- **Aufgabenstellung A**
Entscheiden Sie anhand des Textauszugs über Gold als Geldanlage, ob die folgenden Aussagen mit ihm übereinstimmen, und belegen Sie jede Entscheidung mit den maßgeblichen Worten des Textes: (i) Goldmünzen und -barren werfen Zinsen ab. (ii) Xetra-Gold ist nach dem bedeutendsten Handelsplatz Deutschlands benannt. (iii) Der DAX hat seit Jahresbeginn rund 25 Prozent gewonnen.
- **Aufgabenstellung B**
Geben Sie aus dem Textauszug über Gold als Geldanlage den Abschnitt wortgetreu wieder, beginnend bei „Für Anleger mit“ und endend bei „mit einem Rücksetzer.“.

- **Vorliegender Textauszug**
Wenn die Wirtschaft wieder wächst, steigt zum Beispiel auch die Nachfrage nach bestimmten Rohstoffen. Der Handel hiermit ist ein Thema für sich. Doch auch bei Kleinanlegern beliebt ist das Edelmetall Gold, das insbesondere in Krisenzeiten als “sicherer Hafen” gegen Wertverlust gilt. Und an Krisen herrscht zurzeit leider kein Mangel.

Goldmünzen oder -Barren “tun” zwar – anders als gewinnorientierte Unternehmen – nichts und werfen weder Dividenden noch Zinsen ab. Das Edelmetall profitiert aber von fallenden Zinsen: Da Gold als Anlage in Konkurrenz zu verzinsten Anleihen steht, wird es attraktiver, wenn die Zinsen fallen.

Für Anleger mit einem Depotkonto bietet zum Beispiel eine Tochtergesellschaft der Deutsche Börse AG das sogenannte Xetra-Gold, benannt nach dem bedeutendsten Handelsplatz Deutschlands. Damit lässt sich zu fast 100 Prozent physisch hinterlegtes Gold so einfach wie eine Aktie kaufen und wieder verkaufen. Für Zweifler: Die wenigen fehlenden Prozent sichert sie sich über Verträge mit Goldherstellern, von denen es in Deutschland überraschend viele gibt. Der gut informierte Anleger recherchiert das natürlich im Voraus.

Für die Aufbewahrung sorgt der Anbieter gegen eine kleine Gebühr. Auf Wunsch kann man sich das Edelmetall auch ausliefern lassen. Seitdem die Deutsche Börse diesen praktischen Dienst anbietet (Ende 2007), hat sich der Wert von Gold fast verfünffacht. Allerdings gab es zwischen 2012 und 2020, also von der Finanz- zur Corona-Krise, auch eine Phase mit einem Rücksetzer.

Profite

In Reaktion auf die Leitzinsentscheidung vom Mittwoch stiegen sofort die wichtigsten Börsenindizes – allerdings erst einmal nur für kurze Zeit. Viele Marktteilnehmer verkauften noch am selben Tag in die steigenden Preise und nahmen ihre Gewinne mit. Interessanter ist, was nun an den Folgetagen passiert.

Der Aktienindex der größten deutschen Unternehmen, der DAX, erreichte am gestrigen Donnerstag einen historischen Höchstwert von über 19.000 Punkten. Das entspricht einem Gewinn seit Jahresbeginn von rund 14 Prozent. Auch Gold stieg auf ein neues Allzeithoch von über 2500 US-Dollar pro Feinunze. Das ist seit Jahresbeginn sogar ein Anstieg von 25 Prozent! Mit solchen Performances kann das Sparkonto, noch weniger der heimische Sparstrumpf mithalten.

- **Bereitgestellte Einträge**
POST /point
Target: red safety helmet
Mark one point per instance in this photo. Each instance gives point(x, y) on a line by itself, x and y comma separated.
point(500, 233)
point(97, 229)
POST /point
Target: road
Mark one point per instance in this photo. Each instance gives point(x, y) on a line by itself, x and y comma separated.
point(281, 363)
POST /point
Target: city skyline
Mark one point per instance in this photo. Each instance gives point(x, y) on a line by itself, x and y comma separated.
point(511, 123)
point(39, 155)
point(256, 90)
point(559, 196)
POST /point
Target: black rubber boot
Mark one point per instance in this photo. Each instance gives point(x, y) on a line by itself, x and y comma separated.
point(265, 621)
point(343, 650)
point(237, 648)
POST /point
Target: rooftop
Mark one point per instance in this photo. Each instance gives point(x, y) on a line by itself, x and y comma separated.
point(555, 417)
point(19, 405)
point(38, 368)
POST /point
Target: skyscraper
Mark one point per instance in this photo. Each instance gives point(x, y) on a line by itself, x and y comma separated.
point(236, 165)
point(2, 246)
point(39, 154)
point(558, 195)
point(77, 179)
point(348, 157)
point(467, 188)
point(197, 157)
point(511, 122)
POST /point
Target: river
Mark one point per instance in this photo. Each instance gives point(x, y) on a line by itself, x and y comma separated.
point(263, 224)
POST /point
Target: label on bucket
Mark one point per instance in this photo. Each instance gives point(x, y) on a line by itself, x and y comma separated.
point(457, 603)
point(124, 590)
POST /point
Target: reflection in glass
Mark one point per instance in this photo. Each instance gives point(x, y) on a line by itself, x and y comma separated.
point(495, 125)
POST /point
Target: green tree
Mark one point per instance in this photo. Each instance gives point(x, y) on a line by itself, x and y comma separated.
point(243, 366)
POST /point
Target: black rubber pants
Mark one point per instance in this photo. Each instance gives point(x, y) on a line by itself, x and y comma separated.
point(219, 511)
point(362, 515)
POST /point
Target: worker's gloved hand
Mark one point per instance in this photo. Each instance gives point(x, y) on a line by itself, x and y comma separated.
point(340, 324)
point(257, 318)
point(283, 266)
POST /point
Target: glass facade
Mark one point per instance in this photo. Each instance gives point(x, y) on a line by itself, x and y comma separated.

- **Lösung A**
(i) Nein: „Goldmünzen oder -Barren “tun” zwar – anders als gewinnorientierte Unternehmen – nichts und werfen weder Dividenden noch Zinsen ab.“
(ii) Ja: „das sogenannte Xetra-Gold, benannt nach dem bedeutendsten Handelsplatz Deutschlands“
(iii) Nein: „Das entspricht einem Gewinn seit Jahresbeginn von rund 14 Prozent.“

- **Lösung B**
Für Anleger mit einem Depotkonto bietet zum Beispiel eine Tochtergesellschaft der Deutsche Börse AG das sogenannte Xetra-Gold, benannt nach dem bedeutendsten Handelsplatz Deutschlands. Damit lässt sich zu fast 100 Prozent physisch hinterlegtes Gold so einfach wie eine Aktie kaufen und wieder verkaufen. Für Zweifler: Die wenigen fehlenden Prozent sichert sie sich über Verträge mit Goldherstellern, von denen es in Deutschland überraschend viele gibt. Der gut informierte Anleger recherchiert das natürlich im Voraus.

Für die Aufbewahrung sorgt der Anbieter gegen eine kleine Gebühr. Auf Wunsch kann man sich das Edelmetall auch ausliefern lassen. Seitdem die Deutsche Börse diesen praktischen Dienst anbietet (Ende 2007), hat sich der Wert von Gold fast verfünffacht. Allerdings gab es zwischen 2012 und 2020, also von der Finanz- zur Corona-Krise, auch eine Phase mit einem Rücksetzer.